## Requirement
Extract every record, keeping each one exactly as it is.

(Natural language region descriptions)

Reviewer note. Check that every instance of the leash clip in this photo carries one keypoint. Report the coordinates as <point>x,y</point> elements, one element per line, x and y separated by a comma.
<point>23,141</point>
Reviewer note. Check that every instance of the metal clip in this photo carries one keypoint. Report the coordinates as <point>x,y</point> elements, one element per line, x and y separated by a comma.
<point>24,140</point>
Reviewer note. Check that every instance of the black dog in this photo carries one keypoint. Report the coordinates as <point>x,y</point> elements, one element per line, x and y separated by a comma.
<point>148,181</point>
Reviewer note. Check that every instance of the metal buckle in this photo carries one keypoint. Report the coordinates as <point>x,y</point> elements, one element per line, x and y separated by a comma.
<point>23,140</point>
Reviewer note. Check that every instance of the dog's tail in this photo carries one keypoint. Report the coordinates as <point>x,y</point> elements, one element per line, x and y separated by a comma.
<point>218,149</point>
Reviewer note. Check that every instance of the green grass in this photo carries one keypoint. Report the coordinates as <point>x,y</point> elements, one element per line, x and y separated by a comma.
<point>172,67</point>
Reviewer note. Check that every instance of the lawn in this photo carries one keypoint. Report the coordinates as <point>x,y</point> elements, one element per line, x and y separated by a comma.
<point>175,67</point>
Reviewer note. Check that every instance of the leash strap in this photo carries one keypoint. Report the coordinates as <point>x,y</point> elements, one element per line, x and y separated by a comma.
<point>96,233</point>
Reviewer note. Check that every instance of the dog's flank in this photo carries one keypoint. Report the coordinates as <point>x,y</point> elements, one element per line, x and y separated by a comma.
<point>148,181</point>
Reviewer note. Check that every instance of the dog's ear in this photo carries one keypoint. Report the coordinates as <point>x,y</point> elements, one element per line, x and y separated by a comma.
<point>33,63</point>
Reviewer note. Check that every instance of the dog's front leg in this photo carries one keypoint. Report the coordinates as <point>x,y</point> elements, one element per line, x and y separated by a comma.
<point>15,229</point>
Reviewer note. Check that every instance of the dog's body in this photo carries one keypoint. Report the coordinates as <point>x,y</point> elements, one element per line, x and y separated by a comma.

## Response area
Reviewer note. Check that every instance of the leash clip in this photo carries one keypoint. Report the coordinates as <point>x,y</point> elements, one element per line, x and y separated by a comma.
<point>23,141</point>
Reviewer note. Check that every instance of the metal clip in this photo carries one keypoint. Report the coordinates as <point>x,y</point> elements, one element per line, x and y separated by a comma.
<point>24,140</point>
Reviewer note. Check that every instance of the black dog in this photo carries one keypoint. Report the coordinates as <point>x,y</point> elements, one element per line, x and y separated by a comma.
<point>148,181</point>
Reviewer note. Check that every instance of the metal buckle in this photo carries one keypoint. Report the coordinates as <point>x,y</point> elements, one element per line, x and y separated by a comma.
<point>23,140</point>
Reviewer note. Check that every instance of the dog's tail in this photo carries one keypoint. Report the coordinates as <point>x,y</point> elements, one element per line, x and y separated by a comma.
<point>218,149</point>
Reviewer note. Check that every instance of the green grass in this photo carries one keypoint. Report the coordinates as <point>x,y</point> elements, one element per line, x and y separated by a comma.
<point>172,67</point>
Reviewer note. Check that every instance of the lawn in this photo carries one keypoint. Report the coordinates as <point>x,y</point> elements, one element per line, x and y separated by a comma.
<point>175,67</point>
Reviewer note. Check that every instance of the leash strap in this photo carries one keypoint. Report the coordinates as <point>x,y</point> elements, one element per line, x and y separated by a comma.
<point>96,233</point>
Reviewer note. Check that every instance of the dog's flank in this photo carries one keypoint. Report the coordinates as <point>x,y</point> elements, one element per line, x and y separated by a comma.
<point>148,181</point>
Reviewer note. Check that every instance of the dog's ear in this photo carries one keypoint. Report the coordinates as <point>x,y</point> elements, one element per line, x and y separated by a comma.
<point>33,63</point>
Reviewer note. Check that every instance of the dog's front leg in this photo carries one keypoint. Report the coordinates as <point>x,y</point> elements, one element per line, x and y separated by a comma.
<point>15,229</point>
Reviewer note. Check that every instance of the dog's body in this photo carries one keypoint. Report the coordinates as <point>x,y</point> elements, one element per line, x and y separated by a comma.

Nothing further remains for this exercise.